■ Planteamiento:
Localiza en los registros siguientes cada línea que contenga la cadena "mountain" y cópiala sin modificarla.

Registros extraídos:
::::::

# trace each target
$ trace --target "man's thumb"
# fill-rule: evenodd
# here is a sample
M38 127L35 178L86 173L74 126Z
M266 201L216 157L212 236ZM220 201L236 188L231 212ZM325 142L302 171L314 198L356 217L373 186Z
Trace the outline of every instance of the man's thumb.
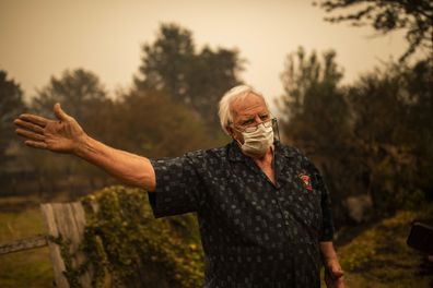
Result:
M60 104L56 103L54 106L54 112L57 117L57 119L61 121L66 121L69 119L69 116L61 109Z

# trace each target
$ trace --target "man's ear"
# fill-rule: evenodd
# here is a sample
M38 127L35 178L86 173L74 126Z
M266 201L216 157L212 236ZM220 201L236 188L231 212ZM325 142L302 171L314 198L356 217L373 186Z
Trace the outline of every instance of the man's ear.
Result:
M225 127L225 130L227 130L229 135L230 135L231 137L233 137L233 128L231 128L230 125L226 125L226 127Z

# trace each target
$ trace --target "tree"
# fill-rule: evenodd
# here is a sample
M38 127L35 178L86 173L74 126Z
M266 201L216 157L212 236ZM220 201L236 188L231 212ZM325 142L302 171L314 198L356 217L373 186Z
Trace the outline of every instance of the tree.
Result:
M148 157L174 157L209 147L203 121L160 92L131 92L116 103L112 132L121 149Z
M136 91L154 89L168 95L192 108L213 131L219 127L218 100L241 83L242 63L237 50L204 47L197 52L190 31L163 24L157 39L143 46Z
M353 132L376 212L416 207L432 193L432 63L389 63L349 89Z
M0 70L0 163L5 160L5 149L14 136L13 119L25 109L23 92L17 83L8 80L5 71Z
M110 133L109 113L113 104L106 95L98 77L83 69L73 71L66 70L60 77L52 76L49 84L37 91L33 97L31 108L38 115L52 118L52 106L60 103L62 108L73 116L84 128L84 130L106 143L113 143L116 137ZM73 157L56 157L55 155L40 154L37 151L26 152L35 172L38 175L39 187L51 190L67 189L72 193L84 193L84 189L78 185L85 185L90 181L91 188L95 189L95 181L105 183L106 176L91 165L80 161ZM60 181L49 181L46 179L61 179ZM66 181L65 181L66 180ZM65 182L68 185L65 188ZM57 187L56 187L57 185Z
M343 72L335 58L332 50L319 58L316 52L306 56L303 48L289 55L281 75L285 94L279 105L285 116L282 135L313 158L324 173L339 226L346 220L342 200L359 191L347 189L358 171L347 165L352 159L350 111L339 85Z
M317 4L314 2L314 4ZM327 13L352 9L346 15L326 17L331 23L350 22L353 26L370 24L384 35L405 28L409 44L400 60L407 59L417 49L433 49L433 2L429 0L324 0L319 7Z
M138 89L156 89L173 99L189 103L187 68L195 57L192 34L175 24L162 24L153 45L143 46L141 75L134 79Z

::::::

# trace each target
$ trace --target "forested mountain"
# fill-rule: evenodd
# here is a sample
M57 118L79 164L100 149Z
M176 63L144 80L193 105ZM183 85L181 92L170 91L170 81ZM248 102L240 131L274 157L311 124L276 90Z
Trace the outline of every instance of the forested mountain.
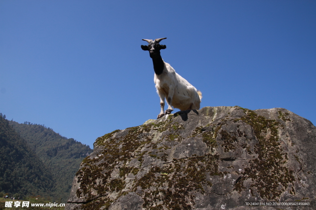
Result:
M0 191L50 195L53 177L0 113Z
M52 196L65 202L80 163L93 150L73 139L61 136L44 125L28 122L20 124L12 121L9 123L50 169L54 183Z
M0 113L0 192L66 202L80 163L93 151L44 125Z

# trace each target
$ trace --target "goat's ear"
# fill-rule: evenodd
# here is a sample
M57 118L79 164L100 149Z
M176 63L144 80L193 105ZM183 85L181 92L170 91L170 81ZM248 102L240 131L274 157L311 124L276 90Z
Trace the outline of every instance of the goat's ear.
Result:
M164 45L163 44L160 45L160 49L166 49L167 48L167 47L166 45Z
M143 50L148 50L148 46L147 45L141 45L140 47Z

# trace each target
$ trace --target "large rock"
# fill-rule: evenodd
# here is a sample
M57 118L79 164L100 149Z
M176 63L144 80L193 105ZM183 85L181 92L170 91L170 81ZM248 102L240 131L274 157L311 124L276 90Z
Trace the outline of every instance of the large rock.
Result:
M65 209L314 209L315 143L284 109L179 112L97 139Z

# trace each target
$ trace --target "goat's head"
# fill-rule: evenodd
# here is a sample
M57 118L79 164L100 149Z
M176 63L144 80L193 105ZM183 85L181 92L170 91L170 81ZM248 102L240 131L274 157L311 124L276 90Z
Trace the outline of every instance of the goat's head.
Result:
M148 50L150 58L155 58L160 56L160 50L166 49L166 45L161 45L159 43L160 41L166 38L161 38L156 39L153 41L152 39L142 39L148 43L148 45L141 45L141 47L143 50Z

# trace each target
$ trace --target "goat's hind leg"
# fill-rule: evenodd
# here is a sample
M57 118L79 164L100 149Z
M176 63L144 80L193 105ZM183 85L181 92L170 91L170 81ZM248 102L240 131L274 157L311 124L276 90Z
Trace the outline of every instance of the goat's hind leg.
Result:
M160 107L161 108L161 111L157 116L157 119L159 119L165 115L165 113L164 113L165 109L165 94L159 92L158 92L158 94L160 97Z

::::::

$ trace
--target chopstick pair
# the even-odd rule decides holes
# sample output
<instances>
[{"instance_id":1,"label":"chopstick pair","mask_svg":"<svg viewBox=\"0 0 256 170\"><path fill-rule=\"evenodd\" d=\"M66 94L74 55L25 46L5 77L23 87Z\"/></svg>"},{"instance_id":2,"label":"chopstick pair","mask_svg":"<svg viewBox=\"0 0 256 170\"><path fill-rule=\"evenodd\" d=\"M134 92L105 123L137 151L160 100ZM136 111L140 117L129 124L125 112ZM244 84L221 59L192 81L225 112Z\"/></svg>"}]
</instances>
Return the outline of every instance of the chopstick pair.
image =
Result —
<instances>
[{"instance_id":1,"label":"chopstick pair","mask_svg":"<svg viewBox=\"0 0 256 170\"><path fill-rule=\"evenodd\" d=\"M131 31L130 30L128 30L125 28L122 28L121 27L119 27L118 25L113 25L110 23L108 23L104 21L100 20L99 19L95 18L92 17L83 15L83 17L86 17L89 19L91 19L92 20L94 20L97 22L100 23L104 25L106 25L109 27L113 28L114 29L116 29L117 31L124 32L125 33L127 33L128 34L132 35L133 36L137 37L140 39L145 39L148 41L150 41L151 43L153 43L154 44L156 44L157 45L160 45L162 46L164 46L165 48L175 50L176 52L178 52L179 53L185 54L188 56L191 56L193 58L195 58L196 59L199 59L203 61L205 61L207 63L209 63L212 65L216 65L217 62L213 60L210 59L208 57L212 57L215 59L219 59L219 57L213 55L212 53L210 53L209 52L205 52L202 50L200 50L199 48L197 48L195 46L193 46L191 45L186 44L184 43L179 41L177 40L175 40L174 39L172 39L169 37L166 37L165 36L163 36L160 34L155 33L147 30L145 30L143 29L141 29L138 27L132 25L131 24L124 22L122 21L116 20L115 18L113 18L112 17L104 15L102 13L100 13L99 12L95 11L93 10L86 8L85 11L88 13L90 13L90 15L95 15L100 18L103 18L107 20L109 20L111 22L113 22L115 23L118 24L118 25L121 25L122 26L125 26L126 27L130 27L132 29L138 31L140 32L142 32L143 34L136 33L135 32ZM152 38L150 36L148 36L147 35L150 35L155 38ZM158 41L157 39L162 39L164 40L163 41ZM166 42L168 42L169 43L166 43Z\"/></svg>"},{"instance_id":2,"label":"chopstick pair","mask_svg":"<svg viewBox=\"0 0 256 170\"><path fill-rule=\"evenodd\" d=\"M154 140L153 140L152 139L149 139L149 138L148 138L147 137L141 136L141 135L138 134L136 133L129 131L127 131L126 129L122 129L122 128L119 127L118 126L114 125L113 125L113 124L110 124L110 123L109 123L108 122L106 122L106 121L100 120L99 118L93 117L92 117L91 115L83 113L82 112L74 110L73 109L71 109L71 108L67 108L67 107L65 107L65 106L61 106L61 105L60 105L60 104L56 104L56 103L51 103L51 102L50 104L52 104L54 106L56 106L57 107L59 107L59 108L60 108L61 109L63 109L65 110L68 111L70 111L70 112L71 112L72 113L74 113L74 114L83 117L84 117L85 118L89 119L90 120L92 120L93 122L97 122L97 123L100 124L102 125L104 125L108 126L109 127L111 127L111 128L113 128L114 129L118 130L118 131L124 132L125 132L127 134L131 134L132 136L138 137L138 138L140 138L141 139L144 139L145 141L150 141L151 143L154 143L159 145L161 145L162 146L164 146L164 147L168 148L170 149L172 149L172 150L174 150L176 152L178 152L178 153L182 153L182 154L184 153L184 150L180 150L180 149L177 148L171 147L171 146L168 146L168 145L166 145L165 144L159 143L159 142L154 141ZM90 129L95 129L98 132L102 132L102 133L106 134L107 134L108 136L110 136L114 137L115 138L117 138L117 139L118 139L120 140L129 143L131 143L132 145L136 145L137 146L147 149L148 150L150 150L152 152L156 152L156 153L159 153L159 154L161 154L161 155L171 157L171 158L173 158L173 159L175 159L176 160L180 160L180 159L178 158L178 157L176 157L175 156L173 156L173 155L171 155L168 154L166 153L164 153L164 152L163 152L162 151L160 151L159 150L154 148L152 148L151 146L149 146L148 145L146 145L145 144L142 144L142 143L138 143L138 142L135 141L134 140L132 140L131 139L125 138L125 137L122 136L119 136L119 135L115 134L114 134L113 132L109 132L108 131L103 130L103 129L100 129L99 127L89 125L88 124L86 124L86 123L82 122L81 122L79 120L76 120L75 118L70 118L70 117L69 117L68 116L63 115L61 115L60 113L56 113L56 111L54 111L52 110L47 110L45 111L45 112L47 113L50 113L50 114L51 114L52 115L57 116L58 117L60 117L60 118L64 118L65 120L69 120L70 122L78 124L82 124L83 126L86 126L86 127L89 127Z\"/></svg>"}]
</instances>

::::::

■ Salida del ejercicio:
$ trace --target "forested mountain"
Trace the outline of every instance of the forested mountain.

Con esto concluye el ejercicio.